-- Start of Data to process --

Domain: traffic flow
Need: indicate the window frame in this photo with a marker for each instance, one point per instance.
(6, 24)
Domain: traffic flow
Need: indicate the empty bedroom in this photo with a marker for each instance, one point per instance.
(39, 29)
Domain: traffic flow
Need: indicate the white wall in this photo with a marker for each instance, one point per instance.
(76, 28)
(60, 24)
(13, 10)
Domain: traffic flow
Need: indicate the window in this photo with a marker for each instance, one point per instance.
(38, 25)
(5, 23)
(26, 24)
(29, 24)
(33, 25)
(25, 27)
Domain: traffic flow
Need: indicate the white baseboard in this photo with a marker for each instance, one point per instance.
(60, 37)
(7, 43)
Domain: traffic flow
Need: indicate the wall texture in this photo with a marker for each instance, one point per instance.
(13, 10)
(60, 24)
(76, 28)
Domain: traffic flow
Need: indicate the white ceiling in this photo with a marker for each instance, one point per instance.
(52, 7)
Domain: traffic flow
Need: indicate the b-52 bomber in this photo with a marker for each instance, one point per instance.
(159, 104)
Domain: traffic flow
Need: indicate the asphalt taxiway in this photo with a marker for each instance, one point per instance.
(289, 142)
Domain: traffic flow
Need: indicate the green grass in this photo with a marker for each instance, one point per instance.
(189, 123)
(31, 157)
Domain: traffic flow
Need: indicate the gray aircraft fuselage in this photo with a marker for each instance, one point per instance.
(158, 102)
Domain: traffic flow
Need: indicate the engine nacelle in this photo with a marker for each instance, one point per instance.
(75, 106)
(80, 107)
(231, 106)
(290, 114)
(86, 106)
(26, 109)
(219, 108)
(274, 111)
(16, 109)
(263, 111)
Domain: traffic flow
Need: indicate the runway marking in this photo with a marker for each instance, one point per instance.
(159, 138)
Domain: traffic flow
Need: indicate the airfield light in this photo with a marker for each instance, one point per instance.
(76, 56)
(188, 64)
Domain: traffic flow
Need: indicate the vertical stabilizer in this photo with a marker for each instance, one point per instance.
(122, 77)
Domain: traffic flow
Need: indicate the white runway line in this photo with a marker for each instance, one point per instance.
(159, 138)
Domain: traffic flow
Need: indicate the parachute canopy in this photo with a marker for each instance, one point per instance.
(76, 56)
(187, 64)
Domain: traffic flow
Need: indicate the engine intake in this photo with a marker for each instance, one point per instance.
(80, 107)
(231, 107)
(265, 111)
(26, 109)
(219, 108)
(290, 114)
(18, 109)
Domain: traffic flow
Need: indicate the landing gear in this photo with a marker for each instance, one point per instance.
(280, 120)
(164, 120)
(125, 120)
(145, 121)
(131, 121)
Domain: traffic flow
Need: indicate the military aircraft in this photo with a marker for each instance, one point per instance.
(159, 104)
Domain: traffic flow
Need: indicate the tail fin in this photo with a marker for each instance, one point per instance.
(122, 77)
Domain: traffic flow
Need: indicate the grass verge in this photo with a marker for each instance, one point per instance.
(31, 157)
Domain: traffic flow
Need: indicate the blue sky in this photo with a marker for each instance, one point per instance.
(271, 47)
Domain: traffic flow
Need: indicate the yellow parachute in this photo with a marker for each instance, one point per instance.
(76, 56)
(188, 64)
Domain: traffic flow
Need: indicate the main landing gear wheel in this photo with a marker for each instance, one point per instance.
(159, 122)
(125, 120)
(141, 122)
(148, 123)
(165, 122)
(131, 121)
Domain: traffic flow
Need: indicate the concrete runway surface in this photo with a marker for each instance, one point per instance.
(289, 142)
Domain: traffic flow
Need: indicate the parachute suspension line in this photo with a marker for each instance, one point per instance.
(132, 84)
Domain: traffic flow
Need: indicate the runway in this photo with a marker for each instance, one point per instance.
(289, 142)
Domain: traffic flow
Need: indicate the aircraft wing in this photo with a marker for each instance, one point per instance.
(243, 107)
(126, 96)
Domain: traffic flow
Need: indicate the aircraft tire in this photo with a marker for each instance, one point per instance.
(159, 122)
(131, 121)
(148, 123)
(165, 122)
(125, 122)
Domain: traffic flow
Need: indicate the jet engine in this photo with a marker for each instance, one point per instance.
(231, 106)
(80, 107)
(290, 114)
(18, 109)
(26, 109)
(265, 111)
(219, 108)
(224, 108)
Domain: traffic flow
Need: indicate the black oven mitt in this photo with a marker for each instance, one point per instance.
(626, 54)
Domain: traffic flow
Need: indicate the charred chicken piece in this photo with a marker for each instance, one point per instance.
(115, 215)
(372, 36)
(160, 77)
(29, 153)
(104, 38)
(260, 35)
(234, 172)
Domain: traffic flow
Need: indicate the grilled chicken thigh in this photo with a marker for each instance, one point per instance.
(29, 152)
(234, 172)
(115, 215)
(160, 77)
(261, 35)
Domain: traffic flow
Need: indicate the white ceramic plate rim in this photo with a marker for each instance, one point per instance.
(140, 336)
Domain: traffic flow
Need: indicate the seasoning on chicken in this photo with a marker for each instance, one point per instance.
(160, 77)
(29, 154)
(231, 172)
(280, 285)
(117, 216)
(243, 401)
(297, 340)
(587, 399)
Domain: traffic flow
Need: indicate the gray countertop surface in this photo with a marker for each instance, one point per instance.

-- End of Data to process --

Write out every record verbatim.

Domain: traffic flow
Need: indicate the window frame in this photo with a marker for each instance, one point per instance.
(6, 24)
Domain: traffic flow
Need: indicate the empty bedroom in this photo with a marker for each instance, one point per instance.
(39, 29)
Domain: traffic flow
Need: indicate the white wall in this photo with a marker for each instance, one point per instance.
(76, 28)
(60, 24)
(13, 10)
Domain: traffic flow
Need: indicate the window in this photo with a marker for each instance, one point per instance.
(38, 25)
(5, 23)
(26, 24)
(29, 24)
(33, 25)
(25, 27)
Domain: traffic flow
Need: indicate the white baseboard in this photo with a marker for each instance, one point per instance.
(60, 37)
(7, 43)
Domain: traffic flow
Need: indicate the wall texture in this photo with a marker for each instance, one point per instance.
(13, 10)
(60, 24)
(76, 28)
Domain: traffic flow
Need: indicate the white ceiling in this photo with a marker for each instance, one point per instance.
(52, 7)
Domain: traffic flow
Need: indicate the b-52 bomber in this photo with a marker for each instance, one point per instance.
(159, 104)
Domain: traffic flow
Need: indicate the asphalt taxiway in this photo with a marker for each instance, one point per instance.
(289, 142)
Domain: traffic flow
Need: indicate the green grass in this photo with a marker for each instance, one point per instance.
(189, 123)
(31, 157)
Domain: traffic flow
Need: indicate the gray aircraft fuselage in this photo with a marker for each instance, one point per instance.
(158, 102)
Domain: traffic flow
Need: indicate the engine nacelle in this photo with a marker for each instance, one point per instance.
(75, 106)
(80, 107)
(231, 106)
(290, 114)
(86, 106)
(26, 109)
(219, 108)
(274, 111)
(16, 109)
(263, 111)
Domain: traffic flow
Need: indicate the runway marking in this photo with a marker for each instance, one point per instance.
(159, 138)
Domain: traffic flow
Need: indicate the airfield light in this photo with a marker for each instance, one point per instance.
(76, 56)
(188, 64)
Domain: traffic flow
Need: indicate the vertical stabilizer in this photo with a marker for each instance, one point per instance.
(122, 77)
Domain: traffic flow
Need: indicate the white runway line in this photo with a marker for each instance, one point per instance.
(159, 138)
Domain: traffic flow
Need: indicate the parachute canopy in this photo with a marker for each instance, one point per instance.
(76, 56)
(187, 64)
Domain: traffic flow
Need: indicate the engine intake in this photo with a marker for each instance, one point per instance.
(80, 107)
(231, 107)
(265, 111)
(26, 109)
(219, 108)
(290, 114)
(18, 109)
Domain: traffic flow
Need: indicate the landing gear in this photo with a marker for each instance, one point per instance.
(280, 120)
(164, 120)
(125, 120)
(145, 121)
(131, 121)
Domain: traffic flow
Need: indicate the military aircraft in this photo with a marker for each instance, one point per instance.
(159, 104)
Domain: traffic flow
Need: indicate the tail fin in this photo with a marker for each instance, one point per instance.
(122, 77)
Domain: traffic flow
Need: indicate the grass verge in this photo with a marker for each instance, one point per instance.
(31, 157)
Domain: traffic flow
Need: indicate the blue sky in this photo with a marker for each instance, one point per instance.
(271, 47)
Domain: traffic flow
Need: indicate the yellow parachute in this photo with a marker for each instance, one point per instance.
(76, 56)
(188, 64)
Domain: traffic flow
Need: indicate the main landing gear wheel in this photo with a marker for each instance, one point per instance.
(159, 122)
(125, 120)
(141, 122)
(148, 123)
(165, 122)
(131, 121)
Domain: traffic flow
Need: indicate the concrete runway surface in this photo with a marker for each instance, one point per instance.
(289, 142)
Domain: traffic flow
Need: indicate the parachute suspension line in this photo with a marker for each instance, one point per instance.
(132, 84)
Domain: traffic flow
Need: indicate the runway in this photo with a marker for each instance, one point per instance.
(289, 142)
Domain: traffic flow
Need: indicate the aircraft wing in this photo with a marker for each instance, one point per instance.
(243, 107)
(126, 96)
Domain: traffic flow
Need: indicate the aircraft tire in this photo with a marker for each instance, one point per instance.
(159, 122)
(131, 121)
(148, 123)
(165, 122)
(125, 122)
Domain: traffic flow
Need: indicate the jet engine in this photo with a marker for each instance, one point per instance.
(231, 106)
(80, 107)
(290, 114)
(18, 109)
(26, 109)
(265, 111)
(219, 108)
(224, 108)
Domain: traffic flow
Need: indicate the black oven mitt in this photo with a marker for each instance, one point per instance.
(626, 54)
Domain: traffic flow
Need: indicate the charred chicken piece in this photo with a marker for each instance, one point per instance.
(115, 215)
(372, 36)
(160, 77)
(29, 153)
(104, 38)
(260, 35)
(234, 172)
Domain: traffic flow
Need: indicate the grilled chicken thigh in this photo with a marker for each instance, one point per instance.
(29, 152)
(234, 172)
(115, 215)
(160, 77)
(261, 35)
Domain: traffic flow
Need: indicate the white ceramic plate rim in this photo with a marker for each instance, one point per instance.
(140, 336)
Domain: traffic flow
Need: indicate the seasoning on chicken in this photo with a marker for each instance, one point per instance.
(160, 77)
(29, 154)
(231, 172)
(280, 285)
(117, 216)
(243, 401)
(297, 340)
(587, 399)
Domain: traffic flow
Need: indicate the gray countertop surface in this photo with a marker for each instance, one point per instance.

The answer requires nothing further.